> **SOURCE PASSAGE**
>>
Iranian Tyranny and Examples of Resistance Inspire Amir Reza Koohestani’s ‘Blind Runner,’ Now Being Staged in North America for the First Time
For Koohestani, running is more than a metaphor. The athletic pursuit became therapeutic following the Iranian government’s violent crackdown on demonstrators in the country’s Green Movement.
“There are two kinds of runners: those who run to clear their heads and those who run to think.” So posits a character in “Blind Runner,” a one-act drama by an Iranian writer and director, Amir Reza Koohestani. In the play’s North American premiere, now being staged at Brooklyn’s Saint Ann’s Warehouse, the line, like all the others, is spoken in Farsi, with English supertitles provided for those who don’t understand the Persian language.
For Mr. Koohestani, running is more than a metaphor, though he uses the sport lavishly in that capacity throughout the play. The athletic pursuit became therapeutic following the Iranian government’s violent crackdown on demonstrators in the country’s Green Movement, which protested the re-election of President Ahmadinejad in 2009. As the playwright explains in a program note, “Running was an alternative to the demonstrations that were no longer being held and the freedom that had left us again for the umpteenth time.”
<<
> **DATA UNDER STUDY**
>>
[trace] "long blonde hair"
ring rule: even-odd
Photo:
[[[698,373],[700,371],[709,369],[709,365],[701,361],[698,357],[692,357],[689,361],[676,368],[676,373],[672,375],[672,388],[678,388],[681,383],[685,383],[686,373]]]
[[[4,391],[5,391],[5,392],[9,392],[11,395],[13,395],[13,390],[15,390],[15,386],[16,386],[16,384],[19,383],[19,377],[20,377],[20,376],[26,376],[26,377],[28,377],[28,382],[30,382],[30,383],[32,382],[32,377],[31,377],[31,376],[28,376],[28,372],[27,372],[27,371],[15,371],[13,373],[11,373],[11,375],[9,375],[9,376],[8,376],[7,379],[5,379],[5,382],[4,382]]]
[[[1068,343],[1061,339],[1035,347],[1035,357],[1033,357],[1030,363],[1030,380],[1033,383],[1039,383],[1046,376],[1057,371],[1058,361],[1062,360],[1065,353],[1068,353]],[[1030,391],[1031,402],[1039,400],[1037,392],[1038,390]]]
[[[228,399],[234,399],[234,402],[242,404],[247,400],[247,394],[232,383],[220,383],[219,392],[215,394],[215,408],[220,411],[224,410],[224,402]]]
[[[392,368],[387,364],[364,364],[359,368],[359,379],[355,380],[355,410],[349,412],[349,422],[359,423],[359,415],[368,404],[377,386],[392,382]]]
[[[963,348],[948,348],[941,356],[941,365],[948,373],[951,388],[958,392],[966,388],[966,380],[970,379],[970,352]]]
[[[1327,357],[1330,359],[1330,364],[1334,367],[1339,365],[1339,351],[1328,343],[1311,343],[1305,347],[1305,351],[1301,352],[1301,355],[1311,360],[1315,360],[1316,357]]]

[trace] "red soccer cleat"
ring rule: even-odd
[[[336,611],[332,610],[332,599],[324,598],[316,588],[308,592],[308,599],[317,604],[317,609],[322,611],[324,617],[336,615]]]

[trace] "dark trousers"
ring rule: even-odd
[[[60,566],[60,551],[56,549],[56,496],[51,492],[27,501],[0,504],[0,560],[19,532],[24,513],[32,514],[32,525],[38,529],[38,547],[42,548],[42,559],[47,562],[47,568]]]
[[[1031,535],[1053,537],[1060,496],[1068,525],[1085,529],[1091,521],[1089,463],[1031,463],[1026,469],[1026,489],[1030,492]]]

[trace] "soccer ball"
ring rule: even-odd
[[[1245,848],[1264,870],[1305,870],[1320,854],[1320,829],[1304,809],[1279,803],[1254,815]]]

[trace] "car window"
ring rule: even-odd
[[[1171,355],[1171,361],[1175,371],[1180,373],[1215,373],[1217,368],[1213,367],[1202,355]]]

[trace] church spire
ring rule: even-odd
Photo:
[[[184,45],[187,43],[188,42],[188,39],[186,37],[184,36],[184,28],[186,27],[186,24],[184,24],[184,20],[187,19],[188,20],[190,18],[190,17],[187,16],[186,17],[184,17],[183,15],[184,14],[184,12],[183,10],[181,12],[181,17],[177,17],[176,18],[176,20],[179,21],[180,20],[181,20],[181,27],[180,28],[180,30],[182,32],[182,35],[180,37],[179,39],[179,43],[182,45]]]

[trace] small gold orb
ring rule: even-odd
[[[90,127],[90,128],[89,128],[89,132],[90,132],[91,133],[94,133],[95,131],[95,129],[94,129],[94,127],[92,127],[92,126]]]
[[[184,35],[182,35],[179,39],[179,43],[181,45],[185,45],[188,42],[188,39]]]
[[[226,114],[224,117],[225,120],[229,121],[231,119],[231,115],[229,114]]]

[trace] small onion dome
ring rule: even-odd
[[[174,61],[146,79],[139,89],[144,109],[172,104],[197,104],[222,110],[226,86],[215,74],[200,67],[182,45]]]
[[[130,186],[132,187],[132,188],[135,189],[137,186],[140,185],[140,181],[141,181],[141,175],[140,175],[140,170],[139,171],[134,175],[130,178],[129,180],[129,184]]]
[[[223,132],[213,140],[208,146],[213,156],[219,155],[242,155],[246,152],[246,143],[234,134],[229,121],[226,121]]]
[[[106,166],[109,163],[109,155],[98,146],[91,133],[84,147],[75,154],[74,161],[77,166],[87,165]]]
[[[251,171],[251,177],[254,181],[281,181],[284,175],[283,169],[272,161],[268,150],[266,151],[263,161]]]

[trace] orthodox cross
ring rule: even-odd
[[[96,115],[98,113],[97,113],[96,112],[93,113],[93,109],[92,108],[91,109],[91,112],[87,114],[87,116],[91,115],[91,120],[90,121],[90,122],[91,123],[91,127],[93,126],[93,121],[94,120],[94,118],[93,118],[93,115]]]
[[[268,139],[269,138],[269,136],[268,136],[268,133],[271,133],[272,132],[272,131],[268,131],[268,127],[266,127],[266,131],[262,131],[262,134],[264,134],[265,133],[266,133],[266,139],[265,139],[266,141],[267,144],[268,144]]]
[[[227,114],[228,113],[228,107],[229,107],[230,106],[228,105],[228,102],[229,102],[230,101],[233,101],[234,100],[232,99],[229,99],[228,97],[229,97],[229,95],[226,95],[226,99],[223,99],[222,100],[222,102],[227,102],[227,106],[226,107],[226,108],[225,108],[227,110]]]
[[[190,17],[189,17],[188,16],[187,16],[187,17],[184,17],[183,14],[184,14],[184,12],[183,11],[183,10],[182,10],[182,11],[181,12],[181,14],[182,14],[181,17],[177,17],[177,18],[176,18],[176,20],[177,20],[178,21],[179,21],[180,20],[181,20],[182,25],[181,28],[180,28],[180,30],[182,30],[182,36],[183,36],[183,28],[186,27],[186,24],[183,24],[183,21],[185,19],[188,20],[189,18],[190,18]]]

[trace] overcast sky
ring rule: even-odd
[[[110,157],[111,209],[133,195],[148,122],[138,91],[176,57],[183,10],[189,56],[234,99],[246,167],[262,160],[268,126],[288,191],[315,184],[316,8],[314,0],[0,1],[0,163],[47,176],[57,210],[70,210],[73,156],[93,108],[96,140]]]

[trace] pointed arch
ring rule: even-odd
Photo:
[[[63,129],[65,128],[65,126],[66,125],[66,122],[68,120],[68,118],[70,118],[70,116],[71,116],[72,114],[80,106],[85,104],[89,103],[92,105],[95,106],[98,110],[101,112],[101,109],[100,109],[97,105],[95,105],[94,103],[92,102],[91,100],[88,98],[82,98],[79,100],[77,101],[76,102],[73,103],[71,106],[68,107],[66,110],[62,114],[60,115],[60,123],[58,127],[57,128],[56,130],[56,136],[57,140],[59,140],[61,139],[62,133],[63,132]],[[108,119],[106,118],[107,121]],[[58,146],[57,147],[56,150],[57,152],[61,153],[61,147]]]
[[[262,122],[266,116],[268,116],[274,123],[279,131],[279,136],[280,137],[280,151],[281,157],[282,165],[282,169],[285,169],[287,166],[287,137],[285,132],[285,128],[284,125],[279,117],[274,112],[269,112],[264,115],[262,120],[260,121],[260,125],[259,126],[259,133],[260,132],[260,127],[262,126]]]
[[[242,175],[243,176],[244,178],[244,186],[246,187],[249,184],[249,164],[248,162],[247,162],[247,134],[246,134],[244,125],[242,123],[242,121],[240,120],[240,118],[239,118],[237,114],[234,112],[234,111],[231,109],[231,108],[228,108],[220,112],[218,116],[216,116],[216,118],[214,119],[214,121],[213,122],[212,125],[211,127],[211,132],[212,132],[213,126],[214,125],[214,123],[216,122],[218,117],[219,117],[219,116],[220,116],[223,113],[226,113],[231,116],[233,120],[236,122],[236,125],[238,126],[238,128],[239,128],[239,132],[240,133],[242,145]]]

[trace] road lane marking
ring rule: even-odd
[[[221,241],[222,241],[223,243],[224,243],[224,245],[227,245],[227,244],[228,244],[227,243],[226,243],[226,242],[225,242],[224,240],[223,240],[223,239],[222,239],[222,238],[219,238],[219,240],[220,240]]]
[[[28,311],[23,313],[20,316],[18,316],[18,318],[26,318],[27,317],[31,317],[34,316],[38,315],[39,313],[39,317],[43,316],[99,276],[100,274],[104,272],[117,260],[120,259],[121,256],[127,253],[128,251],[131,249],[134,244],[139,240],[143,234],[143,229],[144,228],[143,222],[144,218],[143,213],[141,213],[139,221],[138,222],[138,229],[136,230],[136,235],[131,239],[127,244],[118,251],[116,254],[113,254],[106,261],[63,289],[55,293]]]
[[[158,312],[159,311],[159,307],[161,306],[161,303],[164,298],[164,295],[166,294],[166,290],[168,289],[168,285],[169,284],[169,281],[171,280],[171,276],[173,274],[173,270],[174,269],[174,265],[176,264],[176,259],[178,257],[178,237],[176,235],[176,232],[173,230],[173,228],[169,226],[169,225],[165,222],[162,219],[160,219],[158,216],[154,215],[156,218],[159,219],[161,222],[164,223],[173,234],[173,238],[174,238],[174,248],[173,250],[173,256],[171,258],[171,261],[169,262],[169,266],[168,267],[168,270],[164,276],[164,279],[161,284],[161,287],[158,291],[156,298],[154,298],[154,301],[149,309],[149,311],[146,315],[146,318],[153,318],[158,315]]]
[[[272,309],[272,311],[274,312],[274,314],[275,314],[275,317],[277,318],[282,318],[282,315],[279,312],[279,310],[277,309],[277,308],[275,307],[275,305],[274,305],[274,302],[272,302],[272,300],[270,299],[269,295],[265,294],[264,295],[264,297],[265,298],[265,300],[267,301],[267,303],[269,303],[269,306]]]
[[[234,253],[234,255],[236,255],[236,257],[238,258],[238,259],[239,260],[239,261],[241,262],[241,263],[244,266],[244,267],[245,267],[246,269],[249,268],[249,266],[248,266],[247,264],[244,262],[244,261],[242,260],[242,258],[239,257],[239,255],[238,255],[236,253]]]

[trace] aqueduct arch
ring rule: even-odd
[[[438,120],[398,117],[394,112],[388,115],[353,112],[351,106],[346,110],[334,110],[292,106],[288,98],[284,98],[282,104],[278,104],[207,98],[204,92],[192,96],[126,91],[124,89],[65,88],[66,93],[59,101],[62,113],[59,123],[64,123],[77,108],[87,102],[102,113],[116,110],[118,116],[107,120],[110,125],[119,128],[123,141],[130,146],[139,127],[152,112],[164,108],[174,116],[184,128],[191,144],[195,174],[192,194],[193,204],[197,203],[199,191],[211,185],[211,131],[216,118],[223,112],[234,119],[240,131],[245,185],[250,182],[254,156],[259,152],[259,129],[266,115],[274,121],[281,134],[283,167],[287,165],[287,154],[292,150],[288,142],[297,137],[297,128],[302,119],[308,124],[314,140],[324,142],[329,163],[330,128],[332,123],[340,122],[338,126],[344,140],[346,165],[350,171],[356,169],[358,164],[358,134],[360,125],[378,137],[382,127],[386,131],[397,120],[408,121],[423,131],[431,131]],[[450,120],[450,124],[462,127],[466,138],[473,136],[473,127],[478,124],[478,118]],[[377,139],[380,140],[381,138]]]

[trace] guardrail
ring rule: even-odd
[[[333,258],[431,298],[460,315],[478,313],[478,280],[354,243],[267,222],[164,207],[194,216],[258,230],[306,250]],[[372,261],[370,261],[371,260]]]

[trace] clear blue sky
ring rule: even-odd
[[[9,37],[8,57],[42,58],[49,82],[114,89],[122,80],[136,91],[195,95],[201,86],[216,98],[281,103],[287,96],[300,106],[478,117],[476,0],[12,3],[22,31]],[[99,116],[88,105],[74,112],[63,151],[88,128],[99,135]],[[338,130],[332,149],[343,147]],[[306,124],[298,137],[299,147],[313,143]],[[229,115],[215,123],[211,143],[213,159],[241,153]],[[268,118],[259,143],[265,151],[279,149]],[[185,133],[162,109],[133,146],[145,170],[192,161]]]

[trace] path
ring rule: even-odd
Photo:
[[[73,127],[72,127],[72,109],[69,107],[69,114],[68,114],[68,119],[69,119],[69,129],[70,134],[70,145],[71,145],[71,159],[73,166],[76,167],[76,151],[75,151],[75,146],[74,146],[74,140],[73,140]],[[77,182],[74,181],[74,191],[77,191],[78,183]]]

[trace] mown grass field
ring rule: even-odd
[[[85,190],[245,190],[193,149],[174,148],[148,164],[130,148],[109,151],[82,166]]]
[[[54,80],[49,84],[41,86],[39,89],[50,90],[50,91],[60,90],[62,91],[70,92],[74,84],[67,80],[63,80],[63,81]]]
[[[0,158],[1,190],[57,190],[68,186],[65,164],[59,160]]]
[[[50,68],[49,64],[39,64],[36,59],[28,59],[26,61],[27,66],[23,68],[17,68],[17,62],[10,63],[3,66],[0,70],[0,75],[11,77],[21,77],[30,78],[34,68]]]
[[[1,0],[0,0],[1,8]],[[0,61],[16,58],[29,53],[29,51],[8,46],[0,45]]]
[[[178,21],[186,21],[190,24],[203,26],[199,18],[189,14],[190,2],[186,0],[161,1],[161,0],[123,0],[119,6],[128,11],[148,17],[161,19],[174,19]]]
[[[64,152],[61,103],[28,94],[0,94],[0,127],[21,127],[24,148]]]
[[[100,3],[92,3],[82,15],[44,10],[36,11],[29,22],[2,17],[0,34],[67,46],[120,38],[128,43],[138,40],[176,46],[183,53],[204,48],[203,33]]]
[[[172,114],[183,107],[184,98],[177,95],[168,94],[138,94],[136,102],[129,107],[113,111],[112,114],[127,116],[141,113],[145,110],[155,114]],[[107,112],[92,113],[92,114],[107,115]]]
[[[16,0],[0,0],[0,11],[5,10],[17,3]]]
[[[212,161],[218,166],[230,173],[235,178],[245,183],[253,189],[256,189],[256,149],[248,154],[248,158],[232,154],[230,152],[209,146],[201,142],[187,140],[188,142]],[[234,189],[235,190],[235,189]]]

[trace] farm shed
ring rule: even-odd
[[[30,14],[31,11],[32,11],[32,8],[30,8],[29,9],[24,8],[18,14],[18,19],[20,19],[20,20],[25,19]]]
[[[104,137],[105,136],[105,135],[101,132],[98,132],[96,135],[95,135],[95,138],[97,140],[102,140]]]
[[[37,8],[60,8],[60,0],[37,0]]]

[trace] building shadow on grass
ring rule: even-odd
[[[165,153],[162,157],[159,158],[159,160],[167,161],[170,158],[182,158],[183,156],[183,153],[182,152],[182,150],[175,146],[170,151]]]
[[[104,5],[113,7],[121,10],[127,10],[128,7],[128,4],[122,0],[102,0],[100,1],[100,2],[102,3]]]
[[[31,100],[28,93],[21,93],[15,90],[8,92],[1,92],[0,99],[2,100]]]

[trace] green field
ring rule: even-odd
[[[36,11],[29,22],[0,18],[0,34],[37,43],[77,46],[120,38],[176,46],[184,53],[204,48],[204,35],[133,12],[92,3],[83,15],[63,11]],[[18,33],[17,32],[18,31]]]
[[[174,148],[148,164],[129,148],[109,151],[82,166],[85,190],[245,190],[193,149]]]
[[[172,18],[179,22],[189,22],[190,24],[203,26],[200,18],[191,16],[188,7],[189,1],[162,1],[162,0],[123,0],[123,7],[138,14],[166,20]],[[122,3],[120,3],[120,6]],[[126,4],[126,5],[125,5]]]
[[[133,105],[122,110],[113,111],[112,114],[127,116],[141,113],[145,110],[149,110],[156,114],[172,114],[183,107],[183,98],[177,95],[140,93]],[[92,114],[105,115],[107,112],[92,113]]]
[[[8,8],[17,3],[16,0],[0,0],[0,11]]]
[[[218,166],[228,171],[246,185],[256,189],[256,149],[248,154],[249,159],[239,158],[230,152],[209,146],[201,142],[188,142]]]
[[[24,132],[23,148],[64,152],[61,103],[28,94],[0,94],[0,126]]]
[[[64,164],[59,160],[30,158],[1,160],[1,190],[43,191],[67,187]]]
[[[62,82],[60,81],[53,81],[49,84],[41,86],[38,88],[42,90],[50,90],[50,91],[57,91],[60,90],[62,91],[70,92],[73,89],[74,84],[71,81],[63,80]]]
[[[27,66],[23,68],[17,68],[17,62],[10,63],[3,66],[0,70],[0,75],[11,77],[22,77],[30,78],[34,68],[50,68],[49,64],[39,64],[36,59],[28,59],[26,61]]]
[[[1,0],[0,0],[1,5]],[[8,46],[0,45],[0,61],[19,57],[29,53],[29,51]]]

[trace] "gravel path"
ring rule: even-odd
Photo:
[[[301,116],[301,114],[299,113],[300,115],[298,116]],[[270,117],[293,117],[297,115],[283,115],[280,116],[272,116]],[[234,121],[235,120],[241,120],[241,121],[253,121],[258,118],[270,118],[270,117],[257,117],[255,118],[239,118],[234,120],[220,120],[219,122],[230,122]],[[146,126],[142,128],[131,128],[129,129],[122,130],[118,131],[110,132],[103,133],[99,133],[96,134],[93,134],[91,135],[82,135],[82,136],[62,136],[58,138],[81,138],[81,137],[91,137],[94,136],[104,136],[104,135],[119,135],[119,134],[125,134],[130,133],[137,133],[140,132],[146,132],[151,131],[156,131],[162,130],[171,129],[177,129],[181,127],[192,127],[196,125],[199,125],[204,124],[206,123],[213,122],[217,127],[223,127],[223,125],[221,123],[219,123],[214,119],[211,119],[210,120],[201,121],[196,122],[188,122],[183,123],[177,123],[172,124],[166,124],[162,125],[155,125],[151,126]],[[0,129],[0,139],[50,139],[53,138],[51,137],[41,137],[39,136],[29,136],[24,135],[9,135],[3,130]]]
<<
> **TASK SET**
a) In the article on "Blind Runner," switch "Koohestani" to "Kuhestani" in the part starting at "Iranian Tyranny and" and ending at "country’s Green Movement.".
b) According to the "Blind Runner" article, which theater is hosting the play's North American premiere?
c) Finish out the next part of the article on "Blind Runner," picking up after its last sentence.

> **RESPONSES FOR EACH TASK**
a)
Iranian Tyranny and Examples of Resistance Inspire Amir Reza Kuhestani’s ‘Blind Runner,’ Now Being Staged in North America for the First Time
For Kuhestani, running is more than a metaphor. The athletic pursuit became therapeutic following the Iranian government’s violent crackdown on demonstrators in the country’s Green Movement.

b) Saint Ann's Warehouse in Brooklyn.

c)
For “Runner,” Mr. Koohestani also drew inspiration from specific examples of tyranny and resistance — notable among them the death in 2022 of Mahsa Amini, after that young woman was arrested by so-called morality police for defying the Islamic government’s rigid dress code, and the subsequent imprisonment of female journalist Niloofar Hamedi, whose report on the incident helped spur the “Woman, Life, Freedom” slogan and movement.
Ms. Hamedi, who had also covered sports and incorporated running into her life behind bars, and her husband, a marathon runner who has made use of that pursuit in a campaign for his wife’s release, were apparently role models for the play’s two central figures: an imprisoned female political activist and her spouse, neither of them named, respectively played by Iranian actors Ainaz Azarhoush and Mohammed Reza Hosseinzadeh.
The third character, also played by Ms. Azarhoush, is identified as Parissa; she is the literal blind runner, having been shot in the eyes while taking part in a demonstration. Formerly a marathoner herself, Parissa is now training at Paris; the prisoner’s husband, we learn, will serve as her guide on a mission — involving crossing the Channel Tunnel — that’s quite possibly even more perilous than whatever activism landed his wife in jail.
Parissa’s sex is a key factor here. The prisoner has encouraged her husband to join this other woman in a collaboration that’s inherently, profoundly intimate. This is emphasized by having the performers jog across the stage in various directions that are either reflected or contradicted by Yasi Moradi and Benjamin Krieg’s alluring video design.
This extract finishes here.